= REQUIREMENTS =
Print the data word for word from the line containing "Objective: locate each instance of the shower" through the final line of the data, including both. Omit the pictures.

···

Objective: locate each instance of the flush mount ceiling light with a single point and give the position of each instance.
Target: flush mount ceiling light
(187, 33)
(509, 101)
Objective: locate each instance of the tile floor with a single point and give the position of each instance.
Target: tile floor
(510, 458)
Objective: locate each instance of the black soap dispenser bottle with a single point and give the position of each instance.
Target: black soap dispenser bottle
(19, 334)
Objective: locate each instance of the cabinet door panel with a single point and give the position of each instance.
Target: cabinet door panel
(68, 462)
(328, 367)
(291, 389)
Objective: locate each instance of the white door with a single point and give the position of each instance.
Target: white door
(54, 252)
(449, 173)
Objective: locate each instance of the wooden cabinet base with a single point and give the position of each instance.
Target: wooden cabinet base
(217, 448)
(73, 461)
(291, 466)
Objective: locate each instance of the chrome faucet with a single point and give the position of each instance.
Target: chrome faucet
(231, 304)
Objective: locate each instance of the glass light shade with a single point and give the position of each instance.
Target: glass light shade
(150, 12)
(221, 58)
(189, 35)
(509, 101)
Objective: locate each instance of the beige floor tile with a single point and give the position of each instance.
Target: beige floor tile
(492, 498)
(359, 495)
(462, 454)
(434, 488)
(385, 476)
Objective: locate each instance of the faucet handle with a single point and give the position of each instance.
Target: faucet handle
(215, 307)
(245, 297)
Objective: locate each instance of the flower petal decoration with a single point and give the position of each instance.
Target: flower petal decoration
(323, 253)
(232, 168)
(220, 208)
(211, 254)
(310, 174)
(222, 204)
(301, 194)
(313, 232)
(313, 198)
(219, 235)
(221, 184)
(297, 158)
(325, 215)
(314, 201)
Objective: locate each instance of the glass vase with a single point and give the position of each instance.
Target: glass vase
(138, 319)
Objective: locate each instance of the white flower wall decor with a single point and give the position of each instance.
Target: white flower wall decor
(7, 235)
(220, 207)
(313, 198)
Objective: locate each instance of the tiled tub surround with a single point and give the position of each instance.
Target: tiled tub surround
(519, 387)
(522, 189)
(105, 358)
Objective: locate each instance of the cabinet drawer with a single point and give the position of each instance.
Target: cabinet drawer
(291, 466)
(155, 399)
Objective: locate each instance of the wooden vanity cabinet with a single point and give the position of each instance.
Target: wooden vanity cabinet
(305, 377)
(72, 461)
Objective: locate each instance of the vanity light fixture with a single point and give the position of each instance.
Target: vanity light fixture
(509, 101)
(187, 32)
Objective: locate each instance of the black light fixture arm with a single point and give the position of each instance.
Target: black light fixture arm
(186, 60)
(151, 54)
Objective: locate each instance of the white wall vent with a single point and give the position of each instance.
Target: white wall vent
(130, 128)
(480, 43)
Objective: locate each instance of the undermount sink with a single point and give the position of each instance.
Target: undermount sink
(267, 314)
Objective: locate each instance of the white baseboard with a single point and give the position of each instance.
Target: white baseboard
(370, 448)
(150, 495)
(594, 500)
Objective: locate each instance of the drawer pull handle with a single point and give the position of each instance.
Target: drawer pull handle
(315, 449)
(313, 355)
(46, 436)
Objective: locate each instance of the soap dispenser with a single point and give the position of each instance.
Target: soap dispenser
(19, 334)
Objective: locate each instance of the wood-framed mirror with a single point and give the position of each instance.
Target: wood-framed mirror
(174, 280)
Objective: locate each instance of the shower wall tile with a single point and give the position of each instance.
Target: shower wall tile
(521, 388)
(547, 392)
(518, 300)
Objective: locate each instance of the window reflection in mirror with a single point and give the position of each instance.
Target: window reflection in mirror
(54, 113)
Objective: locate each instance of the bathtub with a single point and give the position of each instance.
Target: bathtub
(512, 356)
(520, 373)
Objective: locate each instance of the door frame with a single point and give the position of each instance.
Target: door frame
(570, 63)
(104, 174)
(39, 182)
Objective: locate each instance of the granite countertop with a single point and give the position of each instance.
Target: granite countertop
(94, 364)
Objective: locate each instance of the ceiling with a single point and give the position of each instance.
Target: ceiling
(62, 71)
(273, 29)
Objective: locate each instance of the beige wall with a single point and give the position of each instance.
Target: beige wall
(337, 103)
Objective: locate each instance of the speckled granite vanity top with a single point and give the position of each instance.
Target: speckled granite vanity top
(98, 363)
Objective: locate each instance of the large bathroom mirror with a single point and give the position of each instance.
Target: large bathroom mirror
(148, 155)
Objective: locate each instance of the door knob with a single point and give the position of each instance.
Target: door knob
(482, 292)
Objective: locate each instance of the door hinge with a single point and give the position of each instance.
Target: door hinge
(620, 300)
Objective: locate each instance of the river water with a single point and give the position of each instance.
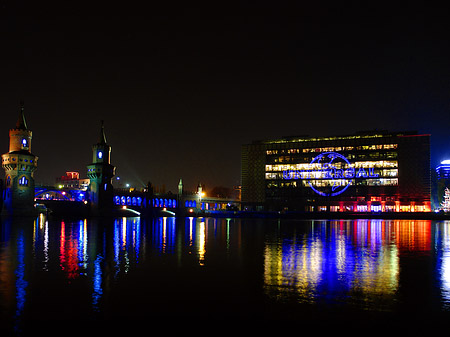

···

= ANSWER TO THIS EXERCISE =
Objective: locate each instance of the shower wall tile with a single point and give the position of each instance.
Target: shower wall tile
(521, 388)
(547, 392)
(518, 300)
Objective: locate each instance of the window reflection in mirror with a single point and give the position of each instance.
Target: window reflection in mirror
(54, 113)
Objective: locate each instance of the bathtub with a single point and give the position of each instance.
Target: bathtub
(512, 356)
(520, 373)
Objective: locate each instance of the door frame with a single point and give the position of each instance.
Target: door frame
(570, 63)
(104, 174)
(39, 182)
Objective: locate each instance of the granite countertop with a single point and give the position of each instance.
Target: granite countertop
(94, 364)
Objective: locate each instance of the ceiling with a single point and give the position of each instance.
Target: ceiling
(62, 71)
(273, 29)
Objective: locate each instance of the beige wall with a single point and give the position of each instance.
Target: beige wall
(337, 103)
Objective: locate each instance of the speckled granite vanity top with a single point and give the position of each instance.
Target: speckled granite vanity top
(98, 363)
Objective: locate each instance of the large bathroom mirror with a single point and give the position of each instance.
Target: large bathroom mirror
(148, 155)
Objective: locate each instance of the door knob with a single point and give the position of each instance.
Target: door knob
(482, 292)
Objective: locate each instance of the door hinge with a single point and give the position of each instance.
Target: door hinge
(620, 300)
Objective: locate each instance of the river water with a single point and give the position of each instance.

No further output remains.